Goal
Count the lines in the data below that contain the string "dark", matching case exactly, and reply with only the number.

Exercise inputs
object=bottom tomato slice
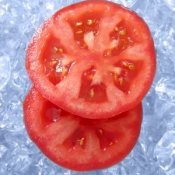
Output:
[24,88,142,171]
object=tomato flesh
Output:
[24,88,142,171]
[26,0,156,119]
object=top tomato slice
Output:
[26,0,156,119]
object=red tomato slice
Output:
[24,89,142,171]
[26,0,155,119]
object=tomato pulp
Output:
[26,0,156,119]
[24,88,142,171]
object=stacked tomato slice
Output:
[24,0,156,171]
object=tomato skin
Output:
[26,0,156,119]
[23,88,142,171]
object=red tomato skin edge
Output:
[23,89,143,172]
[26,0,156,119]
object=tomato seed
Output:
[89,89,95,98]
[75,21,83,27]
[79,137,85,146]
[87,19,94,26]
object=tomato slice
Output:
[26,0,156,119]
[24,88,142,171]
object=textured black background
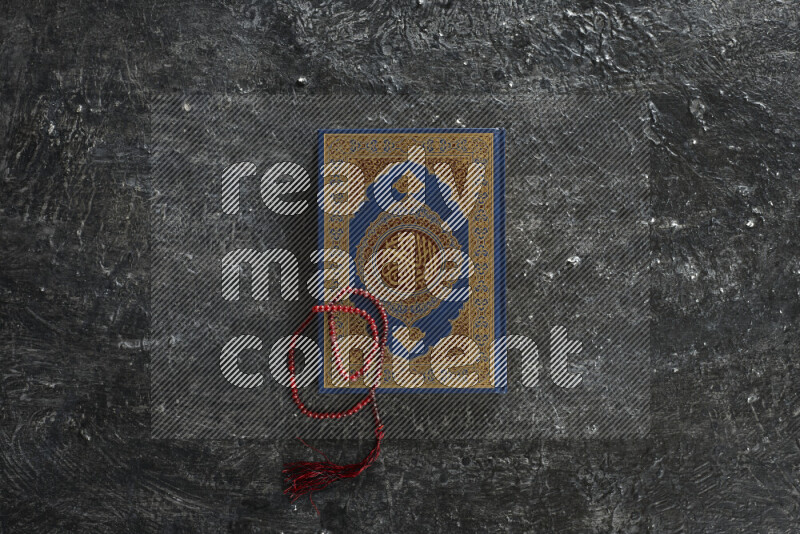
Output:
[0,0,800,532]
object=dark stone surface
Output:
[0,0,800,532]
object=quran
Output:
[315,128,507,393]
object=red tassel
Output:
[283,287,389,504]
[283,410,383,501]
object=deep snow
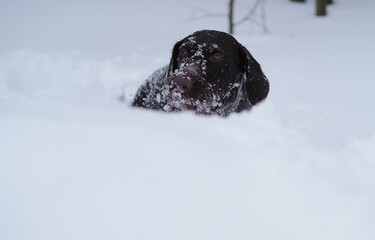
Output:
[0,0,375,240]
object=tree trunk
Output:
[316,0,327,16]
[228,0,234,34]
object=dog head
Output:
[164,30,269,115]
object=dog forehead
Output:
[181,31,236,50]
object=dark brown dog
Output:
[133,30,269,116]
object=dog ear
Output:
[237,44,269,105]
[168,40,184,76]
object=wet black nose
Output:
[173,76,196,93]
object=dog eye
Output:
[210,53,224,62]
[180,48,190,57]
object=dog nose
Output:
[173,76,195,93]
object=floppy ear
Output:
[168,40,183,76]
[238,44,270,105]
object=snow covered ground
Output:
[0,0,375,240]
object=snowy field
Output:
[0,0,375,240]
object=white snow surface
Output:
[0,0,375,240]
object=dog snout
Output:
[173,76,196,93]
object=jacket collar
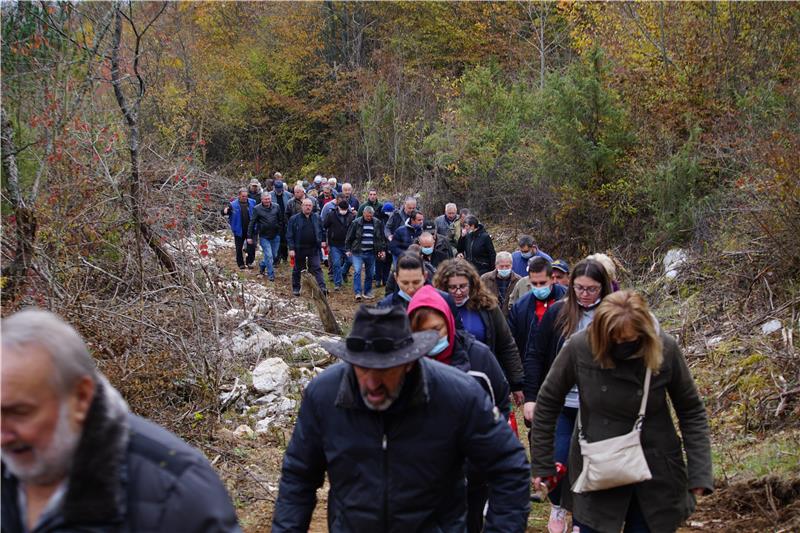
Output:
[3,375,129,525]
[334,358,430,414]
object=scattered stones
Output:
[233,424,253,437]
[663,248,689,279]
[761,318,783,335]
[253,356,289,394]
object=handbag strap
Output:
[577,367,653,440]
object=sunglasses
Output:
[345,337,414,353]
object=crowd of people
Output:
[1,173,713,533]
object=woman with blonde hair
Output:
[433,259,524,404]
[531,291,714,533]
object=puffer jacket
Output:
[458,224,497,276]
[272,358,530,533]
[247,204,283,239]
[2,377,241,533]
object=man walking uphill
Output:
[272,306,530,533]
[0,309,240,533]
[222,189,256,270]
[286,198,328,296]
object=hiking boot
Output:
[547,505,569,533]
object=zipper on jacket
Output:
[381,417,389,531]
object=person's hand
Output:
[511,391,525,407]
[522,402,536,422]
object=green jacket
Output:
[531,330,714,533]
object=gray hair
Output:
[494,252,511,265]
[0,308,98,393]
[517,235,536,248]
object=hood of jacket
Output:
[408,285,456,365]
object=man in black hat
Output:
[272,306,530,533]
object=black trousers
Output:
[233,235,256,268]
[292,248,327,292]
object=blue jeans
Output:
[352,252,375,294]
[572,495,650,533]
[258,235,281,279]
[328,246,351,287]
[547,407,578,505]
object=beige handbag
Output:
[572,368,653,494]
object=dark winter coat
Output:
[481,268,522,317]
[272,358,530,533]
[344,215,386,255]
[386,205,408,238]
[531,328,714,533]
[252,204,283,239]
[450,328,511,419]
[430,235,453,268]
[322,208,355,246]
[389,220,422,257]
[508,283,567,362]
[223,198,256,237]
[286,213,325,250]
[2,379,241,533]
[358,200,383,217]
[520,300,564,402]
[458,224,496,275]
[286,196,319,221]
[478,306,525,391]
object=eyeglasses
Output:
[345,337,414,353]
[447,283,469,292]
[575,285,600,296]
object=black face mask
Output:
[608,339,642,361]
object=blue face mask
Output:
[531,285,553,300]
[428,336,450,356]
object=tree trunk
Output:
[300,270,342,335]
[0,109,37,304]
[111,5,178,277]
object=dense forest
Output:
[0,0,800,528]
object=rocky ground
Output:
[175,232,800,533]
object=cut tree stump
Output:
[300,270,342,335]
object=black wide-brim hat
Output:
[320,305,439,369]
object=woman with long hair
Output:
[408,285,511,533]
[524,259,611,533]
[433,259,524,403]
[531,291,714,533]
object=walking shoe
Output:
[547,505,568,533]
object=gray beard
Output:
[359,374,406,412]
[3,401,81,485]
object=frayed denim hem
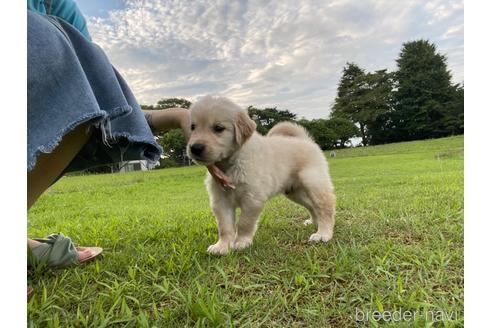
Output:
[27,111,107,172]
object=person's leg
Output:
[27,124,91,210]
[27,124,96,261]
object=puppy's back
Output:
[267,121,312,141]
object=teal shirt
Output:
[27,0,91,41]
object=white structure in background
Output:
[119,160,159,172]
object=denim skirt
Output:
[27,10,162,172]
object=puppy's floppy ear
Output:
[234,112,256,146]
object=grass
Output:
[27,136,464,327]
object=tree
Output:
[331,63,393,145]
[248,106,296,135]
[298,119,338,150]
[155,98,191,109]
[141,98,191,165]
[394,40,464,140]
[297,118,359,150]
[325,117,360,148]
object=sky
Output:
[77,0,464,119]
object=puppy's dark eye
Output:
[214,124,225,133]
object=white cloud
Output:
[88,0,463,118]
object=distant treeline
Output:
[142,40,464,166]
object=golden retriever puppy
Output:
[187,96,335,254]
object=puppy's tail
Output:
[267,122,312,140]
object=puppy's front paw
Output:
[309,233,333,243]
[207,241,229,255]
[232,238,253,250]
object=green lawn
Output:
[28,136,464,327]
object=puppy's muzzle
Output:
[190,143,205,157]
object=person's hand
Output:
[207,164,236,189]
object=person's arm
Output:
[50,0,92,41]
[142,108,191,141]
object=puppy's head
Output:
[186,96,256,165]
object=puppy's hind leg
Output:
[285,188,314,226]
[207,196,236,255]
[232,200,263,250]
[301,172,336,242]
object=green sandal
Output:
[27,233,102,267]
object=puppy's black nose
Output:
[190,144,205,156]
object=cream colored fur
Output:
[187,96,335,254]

Correct output
4